PROBLEM TO WORK ON:
Filter the entries below down to every line containing the string "shadow", matching case exactly, and copy those lines.

Rows of box annotation data:

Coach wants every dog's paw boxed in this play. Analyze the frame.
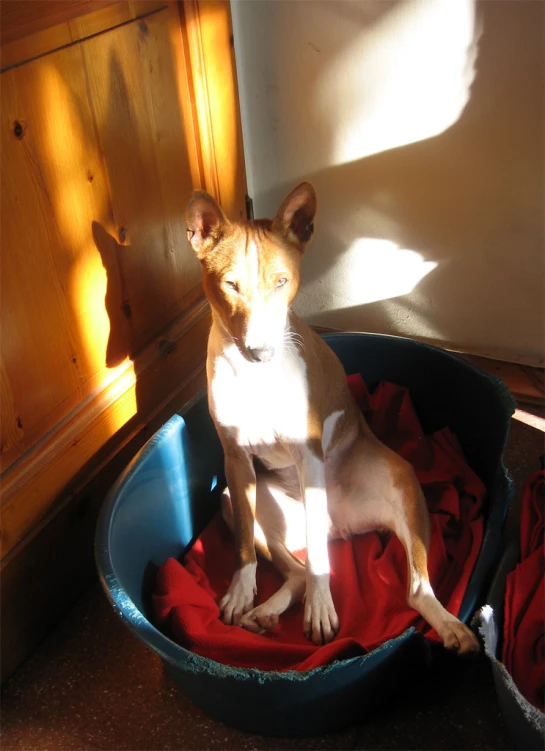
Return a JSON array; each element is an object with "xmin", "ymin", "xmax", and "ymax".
[
  {"xmin": 439, "ymin": 620, "xmax": 481, "ymax": 655},
  {"xmin": 303, "ymin": 576, "xmax": 339, "ymax": 646},
  {"xmin": 219, "ymin": 563, "xmax": 256, "ymax": 626},
  {"xmin": 240, "ymin": 603, "xmax": 280, "ymax": 634}
]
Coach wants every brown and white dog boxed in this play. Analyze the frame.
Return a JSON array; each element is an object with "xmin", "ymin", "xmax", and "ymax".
[{"xmin": 187, "ymin": 183, "xmax": 479, "ymax": 654}]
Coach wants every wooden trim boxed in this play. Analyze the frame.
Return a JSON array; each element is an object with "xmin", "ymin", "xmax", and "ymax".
[
  {"xmin": 0, "ymin": 298, "xmax": 210, "ymax": 565},
  {"xmin": 0, "ymin": 0, "xmax": 167, "ymax": 73},
  {"xmin": 0, "ymin": 365, "xmax": 206, "ymax": 681}
]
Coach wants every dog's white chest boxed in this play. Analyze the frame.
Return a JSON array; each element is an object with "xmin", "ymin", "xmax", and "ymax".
[{"xmin": 209, "ymin": 344, "xmax": 308, "ymax": 459}]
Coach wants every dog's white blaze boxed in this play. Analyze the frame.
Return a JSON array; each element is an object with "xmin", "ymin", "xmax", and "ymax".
[
  {"xmin": 208, "ymin": 324, "xmax": 308, "ymax": 450},
  {"xmin": 244, "ymin": 240, "xmax": 266, "ymax": 349},
  {"xmin": 322, "ymin": 409, "xmax": 344, "ymax": 454},
  {"xmin": 299, "ymin": 449, "xmax": 330, "ymax": 576}
]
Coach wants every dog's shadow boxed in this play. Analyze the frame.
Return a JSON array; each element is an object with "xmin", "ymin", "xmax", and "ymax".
[{"xmin": 92, "ymin": 221, "xmax": 134, "ymax": 368}]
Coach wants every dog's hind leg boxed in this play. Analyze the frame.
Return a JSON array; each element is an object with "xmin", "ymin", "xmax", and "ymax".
[{"xmin": 393, "ymin": 467, "xmax": 479, "ymax": 654}]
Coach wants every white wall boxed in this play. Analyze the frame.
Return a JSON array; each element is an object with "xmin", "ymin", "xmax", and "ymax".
[{"xmin": 232, "ymin": 0, "xmax": 545, "ymax": 364}]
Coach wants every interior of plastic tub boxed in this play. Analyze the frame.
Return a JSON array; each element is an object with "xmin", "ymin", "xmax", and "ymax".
[
  {"xmin": 95, "ymin": 333, "xmax": 514, "ymax": 736},
  {"xmin": 477, "ymin": 542, "xmax": 545, "ymax": 750}
]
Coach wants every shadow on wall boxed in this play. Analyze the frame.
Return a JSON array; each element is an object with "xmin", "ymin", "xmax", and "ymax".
[{"xmin": 239, "ymin": 0, "xmax": 545, "ymax": 364}]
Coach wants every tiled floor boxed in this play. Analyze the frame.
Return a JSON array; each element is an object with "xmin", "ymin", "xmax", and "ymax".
[{"xmin": 1, "ymin": 407, "xmax": 544, "ymax": 751}]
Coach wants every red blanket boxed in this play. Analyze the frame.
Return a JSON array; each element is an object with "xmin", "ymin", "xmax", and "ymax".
[
  {"xmin": 153, "ymin": 376, "xmax": 485, "ymax": 671},
  {"xmin": 503, "ymin": 470, "xmax": 545, "ymax": 712}
]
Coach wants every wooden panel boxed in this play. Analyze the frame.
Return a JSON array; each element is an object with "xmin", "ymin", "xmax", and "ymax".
[
  {"xmin": 83, "ymin": 2, "xmax": 201, "ymax": 352},
  {"xmin": 0, "ymin": 71, "xmax": 80, "ymax": 446},
  {"xmin": 182, "ymin": 0, "xmax": 246, "ymax": 218},
  {"xmin": 0, "ymin": 0, "xmax": 166, "ymax": 70},
  {"xmin": 0, "ymin": 362, "xmax": 206, "ymax": 681},
  {"xmin": 0, "ymin": 0, "xmax": 246, "ymax": 671},
  {"xmin": 1, "ymin": 6, "xmax": 204, "ymax": 471},
  {"xmin": 0, "ymin": 303, "xmax": 210, "ymax": 561},
  {"xmin": 0, "ymin": 0, "xmax": 112, "ymax": 44}
]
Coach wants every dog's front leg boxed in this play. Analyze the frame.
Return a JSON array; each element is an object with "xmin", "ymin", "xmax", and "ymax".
[
  {"xmin": 219, "ymin": 450, "xmax": 257, "ymax": 626},
  {"xmin": 297, "ymin": 448, "xmax": 339, "ymax": 645}
]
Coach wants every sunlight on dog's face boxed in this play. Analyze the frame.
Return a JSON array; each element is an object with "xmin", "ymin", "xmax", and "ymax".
[{"xmin": 188, "ymin": 183, "xmax": 316, "ymax": 363}]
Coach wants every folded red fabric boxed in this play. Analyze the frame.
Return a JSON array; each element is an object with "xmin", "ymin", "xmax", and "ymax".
[
  {"xmin": 153, "ymin": 376, "xmax": 485, "ymax": 671},
  {"xmin": 502, "ymin": 470, "xmax": 545, "ymax": 712}
]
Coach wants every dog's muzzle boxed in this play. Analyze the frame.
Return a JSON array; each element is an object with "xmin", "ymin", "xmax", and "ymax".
[{"xmin": 248, "ymin": 347, "xmax": 274, "ymax": 362}]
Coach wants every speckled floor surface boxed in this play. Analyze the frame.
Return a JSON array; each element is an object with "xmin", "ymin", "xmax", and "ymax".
[{"xmin": 1, "ymin": 410, "xmax": 544, "ymax": 751}]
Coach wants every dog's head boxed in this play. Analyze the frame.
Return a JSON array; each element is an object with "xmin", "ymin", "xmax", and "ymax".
[{"xmin": 187, "ymin": 183, "xmax": 317, "ymax": 362}]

WRITTEN SOLUTION:
Coach wants every dog's shadow boxed in this play. Analyze the frame.
Coach wants every shadow on wall boxed in this play. Analyze the frame.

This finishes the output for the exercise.